Stored entries:

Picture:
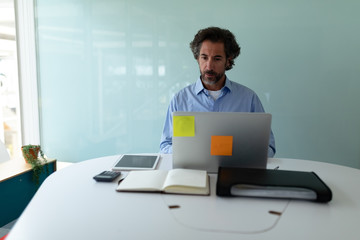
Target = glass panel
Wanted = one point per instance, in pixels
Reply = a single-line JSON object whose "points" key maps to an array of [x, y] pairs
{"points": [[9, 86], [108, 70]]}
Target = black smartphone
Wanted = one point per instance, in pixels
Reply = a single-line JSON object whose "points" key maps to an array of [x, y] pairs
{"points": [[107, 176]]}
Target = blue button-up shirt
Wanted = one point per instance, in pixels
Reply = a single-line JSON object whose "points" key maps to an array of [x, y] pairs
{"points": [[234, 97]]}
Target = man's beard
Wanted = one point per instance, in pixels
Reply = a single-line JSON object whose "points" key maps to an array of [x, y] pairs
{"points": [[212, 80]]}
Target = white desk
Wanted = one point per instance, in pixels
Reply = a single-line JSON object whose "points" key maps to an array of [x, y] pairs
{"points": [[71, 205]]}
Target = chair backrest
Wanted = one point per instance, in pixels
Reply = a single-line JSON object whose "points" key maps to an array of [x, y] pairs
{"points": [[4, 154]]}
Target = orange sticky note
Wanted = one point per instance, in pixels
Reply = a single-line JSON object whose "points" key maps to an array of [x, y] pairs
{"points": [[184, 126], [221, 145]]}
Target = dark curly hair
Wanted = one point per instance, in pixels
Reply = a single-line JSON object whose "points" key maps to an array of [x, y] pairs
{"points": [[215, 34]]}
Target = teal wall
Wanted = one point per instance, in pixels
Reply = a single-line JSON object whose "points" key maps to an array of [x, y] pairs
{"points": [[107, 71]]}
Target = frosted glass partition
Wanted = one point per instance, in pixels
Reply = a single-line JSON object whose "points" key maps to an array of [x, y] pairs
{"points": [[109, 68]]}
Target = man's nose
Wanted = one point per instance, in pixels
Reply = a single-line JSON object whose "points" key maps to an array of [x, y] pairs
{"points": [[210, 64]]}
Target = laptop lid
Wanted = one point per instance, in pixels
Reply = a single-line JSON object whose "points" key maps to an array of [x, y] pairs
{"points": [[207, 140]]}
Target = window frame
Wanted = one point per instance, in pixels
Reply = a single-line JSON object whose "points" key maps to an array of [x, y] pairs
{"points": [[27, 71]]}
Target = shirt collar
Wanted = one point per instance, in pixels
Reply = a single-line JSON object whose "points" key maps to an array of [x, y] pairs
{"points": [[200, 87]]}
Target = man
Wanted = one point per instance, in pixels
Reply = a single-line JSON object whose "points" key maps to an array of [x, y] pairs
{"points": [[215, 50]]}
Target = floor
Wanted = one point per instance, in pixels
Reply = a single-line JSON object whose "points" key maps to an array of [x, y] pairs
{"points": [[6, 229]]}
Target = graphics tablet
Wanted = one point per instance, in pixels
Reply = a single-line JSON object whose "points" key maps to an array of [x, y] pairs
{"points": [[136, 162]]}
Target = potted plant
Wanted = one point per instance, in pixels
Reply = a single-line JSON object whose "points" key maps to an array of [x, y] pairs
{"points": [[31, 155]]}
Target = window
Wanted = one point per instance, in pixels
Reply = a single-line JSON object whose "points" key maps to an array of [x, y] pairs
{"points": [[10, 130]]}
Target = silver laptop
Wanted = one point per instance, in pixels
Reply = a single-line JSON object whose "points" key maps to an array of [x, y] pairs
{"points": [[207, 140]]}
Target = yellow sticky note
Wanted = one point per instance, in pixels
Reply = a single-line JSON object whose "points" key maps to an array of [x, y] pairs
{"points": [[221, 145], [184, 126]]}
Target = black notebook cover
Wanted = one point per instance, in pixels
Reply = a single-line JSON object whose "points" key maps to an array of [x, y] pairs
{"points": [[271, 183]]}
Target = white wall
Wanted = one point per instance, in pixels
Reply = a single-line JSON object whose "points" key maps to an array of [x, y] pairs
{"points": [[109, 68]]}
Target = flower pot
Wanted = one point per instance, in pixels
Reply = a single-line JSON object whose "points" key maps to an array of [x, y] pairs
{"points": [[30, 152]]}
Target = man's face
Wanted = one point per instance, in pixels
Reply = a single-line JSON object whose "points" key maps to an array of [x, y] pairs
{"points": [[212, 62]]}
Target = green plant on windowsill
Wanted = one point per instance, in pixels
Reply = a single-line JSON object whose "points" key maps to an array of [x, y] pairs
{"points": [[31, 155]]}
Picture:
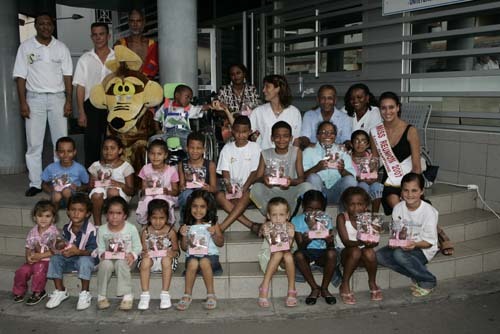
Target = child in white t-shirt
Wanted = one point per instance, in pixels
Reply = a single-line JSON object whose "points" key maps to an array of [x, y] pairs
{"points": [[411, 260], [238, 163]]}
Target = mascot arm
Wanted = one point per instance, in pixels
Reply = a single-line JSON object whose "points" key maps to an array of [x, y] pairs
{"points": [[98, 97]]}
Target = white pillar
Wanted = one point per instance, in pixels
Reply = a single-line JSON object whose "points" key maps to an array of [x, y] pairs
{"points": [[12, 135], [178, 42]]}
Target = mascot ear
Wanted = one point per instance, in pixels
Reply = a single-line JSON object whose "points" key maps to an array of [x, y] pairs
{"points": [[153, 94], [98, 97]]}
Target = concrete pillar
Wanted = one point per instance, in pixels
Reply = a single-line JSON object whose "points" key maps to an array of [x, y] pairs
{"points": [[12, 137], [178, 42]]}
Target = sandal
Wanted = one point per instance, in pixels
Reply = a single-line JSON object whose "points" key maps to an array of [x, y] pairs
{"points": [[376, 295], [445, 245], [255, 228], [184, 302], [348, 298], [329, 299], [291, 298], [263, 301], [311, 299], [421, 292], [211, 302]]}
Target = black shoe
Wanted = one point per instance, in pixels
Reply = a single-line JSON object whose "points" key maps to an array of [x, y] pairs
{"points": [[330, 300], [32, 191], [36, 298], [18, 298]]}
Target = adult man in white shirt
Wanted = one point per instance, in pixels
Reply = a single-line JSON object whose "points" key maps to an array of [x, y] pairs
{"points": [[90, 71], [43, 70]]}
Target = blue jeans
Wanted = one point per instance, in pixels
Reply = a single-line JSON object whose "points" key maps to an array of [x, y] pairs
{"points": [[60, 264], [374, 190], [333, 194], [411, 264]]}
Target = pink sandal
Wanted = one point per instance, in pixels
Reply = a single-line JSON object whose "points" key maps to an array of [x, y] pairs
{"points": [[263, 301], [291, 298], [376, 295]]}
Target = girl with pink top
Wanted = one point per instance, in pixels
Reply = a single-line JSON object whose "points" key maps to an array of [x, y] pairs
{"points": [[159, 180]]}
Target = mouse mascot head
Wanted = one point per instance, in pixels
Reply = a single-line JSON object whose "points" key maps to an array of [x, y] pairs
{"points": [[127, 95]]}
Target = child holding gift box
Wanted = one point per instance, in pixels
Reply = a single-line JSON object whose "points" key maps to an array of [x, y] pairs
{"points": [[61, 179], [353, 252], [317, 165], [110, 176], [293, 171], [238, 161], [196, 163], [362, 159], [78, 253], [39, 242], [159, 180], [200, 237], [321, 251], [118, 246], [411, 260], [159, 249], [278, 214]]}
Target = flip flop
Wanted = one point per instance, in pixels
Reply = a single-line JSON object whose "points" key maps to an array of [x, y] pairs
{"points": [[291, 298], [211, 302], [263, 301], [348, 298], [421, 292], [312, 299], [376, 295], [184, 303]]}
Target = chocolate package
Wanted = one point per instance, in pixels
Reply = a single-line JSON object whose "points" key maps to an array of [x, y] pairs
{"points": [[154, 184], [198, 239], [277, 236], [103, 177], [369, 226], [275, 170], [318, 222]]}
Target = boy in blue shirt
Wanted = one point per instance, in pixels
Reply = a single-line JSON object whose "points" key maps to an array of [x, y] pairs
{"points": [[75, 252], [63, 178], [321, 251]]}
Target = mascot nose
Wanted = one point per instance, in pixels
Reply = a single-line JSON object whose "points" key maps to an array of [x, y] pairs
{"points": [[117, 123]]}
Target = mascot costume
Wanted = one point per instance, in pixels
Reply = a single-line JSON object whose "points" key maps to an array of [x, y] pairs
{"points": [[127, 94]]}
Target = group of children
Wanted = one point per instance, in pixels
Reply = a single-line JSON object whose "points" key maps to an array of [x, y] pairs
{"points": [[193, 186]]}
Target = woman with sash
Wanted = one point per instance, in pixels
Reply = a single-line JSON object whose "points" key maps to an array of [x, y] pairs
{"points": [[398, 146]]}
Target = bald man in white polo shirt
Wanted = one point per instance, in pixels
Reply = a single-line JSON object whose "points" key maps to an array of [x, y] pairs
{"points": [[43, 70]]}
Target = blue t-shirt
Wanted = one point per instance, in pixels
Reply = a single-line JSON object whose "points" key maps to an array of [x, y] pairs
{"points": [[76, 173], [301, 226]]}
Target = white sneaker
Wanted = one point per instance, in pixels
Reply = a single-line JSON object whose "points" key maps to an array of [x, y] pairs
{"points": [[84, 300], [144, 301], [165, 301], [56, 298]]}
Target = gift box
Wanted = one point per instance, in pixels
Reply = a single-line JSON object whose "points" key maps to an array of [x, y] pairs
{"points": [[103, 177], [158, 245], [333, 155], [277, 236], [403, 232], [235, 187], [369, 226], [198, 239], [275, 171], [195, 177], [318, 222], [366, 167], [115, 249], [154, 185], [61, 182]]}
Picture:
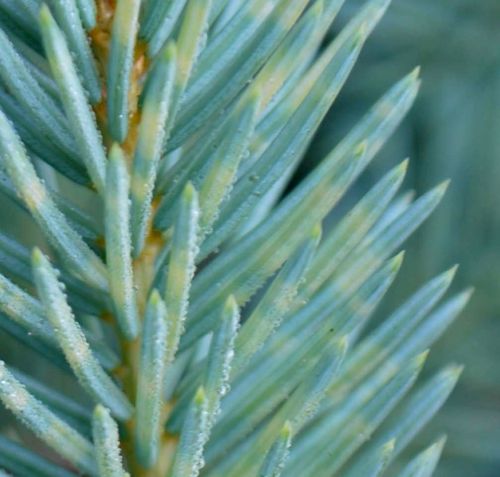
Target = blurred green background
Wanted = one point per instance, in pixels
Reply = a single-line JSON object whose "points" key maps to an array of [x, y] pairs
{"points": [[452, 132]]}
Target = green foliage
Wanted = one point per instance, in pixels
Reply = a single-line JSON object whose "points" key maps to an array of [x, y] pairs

• **Problem to solve**: With pictures left out, extract the lines from the one containing "Target = gift box" to the end of the material above, both included, exactly as written.

• **Exercise response**:
Target = gift box
Wanted = one point per instance, in pixels
Reply = a single-line JSON object whose "points" key maps to an array of [x, y] pairs
{"points": [[103, 177], [158, 245], [333, 155], [277, 236], [403, 232], [235, 187], [369, 226], [198, 239], [275, 171], [195, 177], [318, 222], [366, 167], [115, 249], [154, 185], [61, 182]]}
Picture:
Target = blurred green background
Wanted = one point per instance, in pixels
Reply = a single-line JSON object whose "points" key maps to an array of [x, y] pairs
{"points": [[452, 132]]}
Target = green foliage
Wanted = one point per instance, in pixels
Reply = a single-line JSON object whose "points" key maps to an array of [x, y] pairs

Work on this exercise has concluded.